WHAT TO WORK ON> Find the line containing "of the marsh". Return it and every line after it, unchanged, up to and including the last line.

INFORMATION GIVEN>
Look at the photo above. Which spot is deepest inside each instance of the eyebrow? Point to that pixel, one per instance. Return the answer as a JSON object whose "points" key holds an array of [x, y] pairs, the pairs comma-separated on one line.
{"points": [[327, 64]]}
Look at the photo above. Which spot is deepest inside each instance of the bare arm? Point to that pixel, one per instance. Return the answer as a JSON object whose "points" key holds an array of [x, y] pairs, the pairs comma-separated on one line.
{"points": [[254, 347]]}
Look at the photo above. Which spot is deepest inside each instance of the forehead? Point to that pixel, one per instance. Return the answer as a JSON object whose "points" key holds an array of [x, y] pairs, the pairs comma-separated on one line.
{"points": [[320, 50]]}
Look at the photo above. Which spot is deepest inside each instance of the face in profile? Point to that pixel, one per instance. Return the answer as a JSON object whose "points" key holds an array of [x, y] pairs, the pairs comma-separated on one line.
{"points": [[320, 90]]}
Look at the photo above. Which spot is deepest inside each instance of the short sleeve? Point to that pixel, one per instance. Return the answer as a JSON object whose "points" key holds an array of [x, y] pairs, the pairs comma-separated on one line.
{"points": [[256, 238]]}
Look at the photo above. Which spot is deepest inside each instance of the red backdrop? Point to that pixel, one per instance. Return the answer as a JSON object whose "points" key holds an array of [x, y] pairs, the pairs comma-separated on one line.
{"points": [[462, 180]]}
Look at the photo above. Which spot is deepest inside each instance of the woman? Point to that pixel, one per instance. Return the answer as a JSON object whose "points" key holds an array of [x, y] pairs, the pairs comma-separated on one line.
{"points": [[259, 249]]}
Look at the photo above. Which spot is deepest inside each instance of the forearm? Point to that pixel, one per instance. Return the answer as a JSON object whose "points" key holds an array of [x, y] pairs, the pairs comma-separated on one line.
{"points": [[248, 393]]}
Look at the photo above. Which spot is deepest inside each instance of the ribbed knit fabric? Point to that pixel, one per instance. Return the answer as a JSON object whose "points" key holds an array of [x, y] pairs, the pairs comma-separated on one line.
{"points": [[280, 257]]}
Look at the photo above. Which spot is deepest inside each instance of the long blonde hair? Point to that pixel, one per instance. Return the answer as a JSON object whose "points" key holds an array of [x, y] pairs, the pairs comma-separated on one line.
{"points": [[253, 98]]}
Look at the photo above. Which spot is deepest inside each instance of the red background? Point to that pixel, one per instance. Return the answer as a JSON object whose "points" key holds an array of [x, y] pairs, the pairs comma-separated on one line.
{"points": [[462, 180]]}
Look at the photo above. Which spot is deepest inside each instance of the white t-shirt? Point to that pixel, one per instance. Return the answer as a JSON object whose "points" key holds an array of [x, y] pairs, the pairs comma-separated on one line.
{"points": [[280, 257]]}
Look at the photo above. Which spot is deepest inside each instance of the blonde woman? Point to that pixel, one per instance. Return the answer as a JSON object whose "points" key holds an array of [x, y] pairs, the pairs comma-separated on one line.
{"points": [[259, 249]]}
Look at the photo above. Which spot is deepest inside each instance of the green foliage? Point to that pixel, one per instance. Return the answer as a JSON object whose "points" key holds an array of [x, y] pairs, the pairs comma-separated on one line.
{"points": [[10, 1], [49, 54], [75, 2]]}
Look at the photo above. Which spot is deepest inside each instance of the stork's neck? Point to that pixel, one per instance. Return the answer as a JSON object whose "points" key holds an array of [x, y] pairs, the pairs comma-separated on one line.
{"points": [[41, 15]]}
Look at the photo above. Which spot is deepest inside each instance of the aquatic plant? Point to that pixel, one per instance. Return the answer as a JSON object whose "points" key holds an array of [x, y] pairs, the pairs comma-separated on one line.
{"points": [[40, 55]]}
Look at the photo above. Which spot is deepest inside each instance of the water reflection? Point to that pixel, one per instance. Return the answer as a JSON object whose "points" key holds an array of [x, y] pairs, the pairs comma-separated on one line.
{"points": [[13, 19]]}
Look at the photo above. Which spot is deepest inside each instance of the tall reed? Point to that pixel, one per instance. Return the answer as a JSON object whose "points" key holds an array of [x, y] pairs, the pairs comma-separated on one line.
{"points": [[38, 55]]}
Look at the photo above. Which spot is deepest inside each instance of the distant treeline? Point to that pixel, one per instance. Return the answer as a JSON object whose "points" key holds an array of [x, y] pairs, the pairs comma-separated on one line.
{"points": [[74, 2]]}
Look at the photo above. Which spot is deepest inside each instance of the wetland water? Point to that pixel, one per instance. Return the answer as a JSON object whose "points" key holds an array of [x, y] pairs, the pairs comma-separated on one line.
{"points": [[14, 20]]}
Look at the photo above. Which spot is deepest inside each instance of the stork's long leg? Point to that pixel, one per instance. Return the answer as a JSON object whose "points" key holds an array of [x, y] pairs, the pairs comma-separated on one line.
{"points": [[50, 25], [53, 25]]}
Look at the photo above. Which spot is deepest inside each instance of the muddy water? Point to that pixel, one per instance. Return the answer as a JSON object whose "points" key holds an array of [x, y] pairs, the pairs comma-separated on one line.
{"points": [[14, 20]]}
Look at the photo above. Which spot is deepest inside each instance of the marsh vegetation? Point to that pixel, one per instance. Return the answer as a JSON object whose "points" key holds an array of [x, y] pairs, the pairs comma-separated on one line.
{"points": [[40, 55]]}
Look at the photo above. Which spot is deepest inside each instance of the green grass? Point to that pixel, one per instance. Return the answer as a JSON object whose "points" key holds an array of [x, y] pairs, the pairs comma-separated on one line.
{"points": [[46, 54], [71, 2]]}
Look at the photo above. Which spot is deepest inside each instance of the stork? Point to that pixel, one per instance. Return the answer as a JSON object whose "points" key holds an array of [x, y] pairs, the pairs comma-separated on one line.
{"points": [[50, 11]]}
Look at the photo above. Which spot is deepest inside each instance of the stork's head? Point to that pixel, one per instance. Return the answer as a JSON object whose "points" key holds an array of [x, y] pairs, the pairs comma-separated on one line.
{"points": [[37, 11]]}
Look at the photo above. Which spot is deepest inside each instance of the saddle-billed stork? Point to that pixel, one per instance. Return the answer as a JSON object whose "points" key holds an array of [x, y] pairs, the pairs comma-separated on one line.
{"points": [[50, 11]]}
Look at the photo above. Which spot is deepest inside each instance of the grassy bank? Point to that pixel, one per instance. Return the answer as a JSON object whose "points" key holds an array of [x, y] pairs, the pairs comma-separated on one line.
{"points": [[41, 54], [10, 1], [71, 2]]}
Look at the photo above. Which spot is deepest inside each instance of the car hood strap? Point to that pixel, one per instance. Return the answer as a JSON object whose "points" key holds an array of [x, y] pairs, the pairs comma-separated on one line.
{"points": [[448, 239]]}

ANSWER BELOW>
Look at the photo above. Which spot is deepest inside each instance of the marsh vegetation? Point to that pixel, one per instance. Return the answer as a JSON object whose "points" key holds an array of [x, y] pairs, the pairs comma-separated on one line.
{"points": [[40, 55]]}
Look at the photo above. Which spot is deepest inside each instance of the green grass? Point to that pixel, one per instance. Return the answer as a JSON object whose "points" key holds an array of [x, y] pairs, the pairs comma-separated on one line.
{"points": [[46, 54], [71, 2]]}
Look at the photo above. Which spot is deepest inside each instance of the stork? Point to that pixel, one per instance. Return the answer as a JSON object whose "points" key holds an array of [x, y] pairs, the pairs comma-separated on one line.
{"points": [[50, 11]]}
Look at the photo above. Which spot is deepest inside each instance of the stork's head? Point to that pixel, one per instance. Return the answer as a JSON object whose "points" key holds an array of [x, y] pairs, the pairs comma-separated on one line.
{"points": [[37, 11]]}
Look at the photo above. Which spot is deepest inside each instance of the saddle-billed stork? Point to that pixel, one per instance. Return the answer as a JSON object whose "points" key holds an array of [x, y] pairs, the pairs comma-separated on one line.
{"points": [[50, 11]]}
Look at the photo above. Which spot is deepest inside each instance of the grassy bank? Point to that pixel, one per instance. Return the answer as a JSON object whose "points" key holds an array of [x, y] pairs, the pairs comma-separated on one line.
{"points": [[41, 54], [10, 1], [71, 2]]}
Look at the photo above. Which spot is deepest inside each instance of the car hood strap? Point to that pixel, one per instance. Return the answer as a JSON object whose "points" key holds an array of [x, y] pairs, the pairs comma-separated on one line.
{"points": [[448, 239]]}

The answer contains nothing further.